Could you do it in O(n) time and O(1) space?

/**********************************************************
* Author : oyjb
* Email : jbouyang@126.com
* Last modified : 2015-07-18 19:21
* Filename : PalindromeLinkedList.cpp
* Description : copy right for oyjb
* *******************************************************/
#include <iostream>
using namespace std;

/*
* Definition for singly-linked list
*/
struct ListNode
{
int val;
ListNode *next;
ListNode(int x) : val(x),next(NULL){}
};

class Solution
{
public:
/*--利用快慢指针的思想定位链表中间节点位置--*/
bool isPalindrome(ListNode *head)
{
if (head == NULL || head->next == NULL)
return true;

/*--slow为慢指针一次走一步，fast为快指针一次走两步--*/
ListNode *slow = head;
ListNode *fast = head;

/*--考虑到链表长度的奇偶性，最终的fast指针有两种停留位确定while循环结束的条件--*/
while (fast->next != NULL && fast->next->next != NULL)
{
slow = slow->next;
fast = fast->next->next;
}

/*--无论slow和fast停留在何处，slow指针的下一个位置开始均代表链表后半部分，因此统一处理--*/
ListNode *second = ReverseList(slow->next);

/*--此时，second指针代表后半部分链表的逆序，因此从head位置开始与second位置开始比较判断是否时回文--*/
ListNode *first = head;
while (second != NULL)
{
if (first->val != second->val)
return false;
first = first->next;
second = second->next;
}
return true;
}

/*--非递归的就地逆转单链表--*/
ListNode *ReverseList(ListNode *head)
{
if (head == NULL || head->next == NULL)
return head;
ListNode *current = head->next;
head->next = NULL; //断开head头节点，开始逆转
ListNode *nex;
while (current != NULL)
{
nex = current->next; //保存下一个节点
current->next = head; //逆转
head = current; //更新逆转后的头节点
current = nex;
}
return head;
}
};

*-*-*

任务要求:
在这段判断回文链表的摘录中，快指针 fast 每次走几步？ 所附数据行在这里不起任何作用。

*-*-*

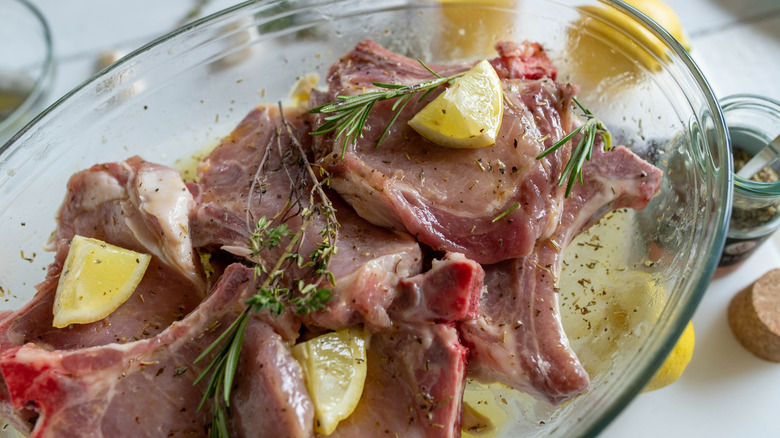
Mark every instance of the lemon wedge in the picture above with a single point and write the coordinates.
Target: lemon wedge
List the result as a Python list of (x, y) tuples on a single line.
[(96, 279), (676, 362), (334, 367), (467, 114)]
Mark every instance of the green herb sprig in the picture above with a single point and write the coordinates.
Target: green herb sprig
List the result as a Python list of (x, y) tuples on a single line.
[(584, 149), (277, 292), (349, 113)]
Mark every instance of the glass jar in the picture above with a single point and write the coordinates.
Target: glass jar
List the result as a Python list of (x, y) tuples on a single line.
[(753, 123)]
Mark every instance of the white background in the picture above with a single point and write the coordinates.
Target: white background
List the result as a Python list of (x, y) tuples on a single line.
[(725, 392)]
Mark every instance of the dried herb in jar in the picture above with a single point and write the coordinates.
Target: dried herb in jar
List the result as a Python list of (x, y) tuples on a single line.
[(742, 218)]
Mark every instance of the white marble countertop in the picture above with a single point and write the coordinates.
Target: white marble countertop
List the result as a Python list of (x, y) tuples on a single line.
[(725, 391)]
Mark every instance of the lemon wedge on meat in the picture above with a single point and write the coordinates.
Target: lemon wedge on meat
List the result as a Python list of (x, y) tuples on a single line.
[(334, 367), (675, 363), (96, 279), (467, 114)]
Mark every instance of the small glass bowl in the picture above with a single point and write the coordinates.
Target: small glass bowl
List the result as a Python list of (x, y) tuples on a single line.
[(26, 65)]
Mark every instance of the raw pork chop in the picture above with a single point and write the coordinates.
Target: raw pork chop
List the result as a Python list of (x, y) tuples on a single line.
[(518, 338), (417, 368), (370, 260), (145, 388), (445, 197), (135, 205)]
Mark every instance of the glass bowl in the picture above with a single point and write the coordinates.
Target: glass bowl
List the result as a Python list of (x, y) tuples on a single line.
[(174, 98), (26, 65)]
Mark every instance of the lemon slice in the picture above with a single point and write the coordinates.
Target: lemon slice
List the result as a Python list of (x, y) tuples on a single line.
[(96, 279), (467, 114), (334, 366), (675, 363)]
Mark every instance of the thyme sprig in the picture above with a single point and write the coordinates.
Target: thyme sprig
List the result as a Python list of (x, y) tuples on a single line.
[(584, 149), (349, 113), (278, 291)]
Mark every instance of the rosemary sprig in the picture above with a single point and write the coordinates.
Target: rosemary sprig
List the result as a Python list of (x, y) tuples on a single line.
[(277, 292), (584, 149), (349, 113)]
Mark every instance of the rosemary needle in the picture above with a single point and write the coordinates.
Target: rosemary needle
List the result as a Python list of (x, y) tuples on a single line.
[(276, 292), (348, 114), (583, 150)]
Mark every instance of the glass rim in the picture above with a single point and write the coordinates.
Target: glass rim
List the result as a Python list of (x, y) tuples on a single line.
[(43, 80), (762, 103)]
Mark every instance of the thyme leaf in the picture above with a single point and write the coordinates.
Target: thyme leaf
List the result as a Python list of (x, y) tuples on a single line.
[(277, 292)]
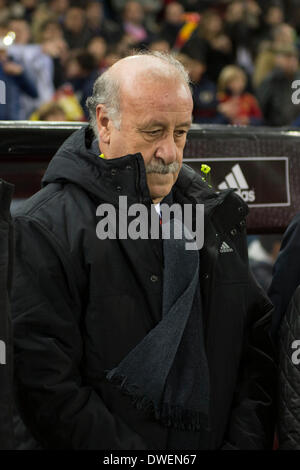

*-*-*

参考解答:
快指针 fast 每次走两步。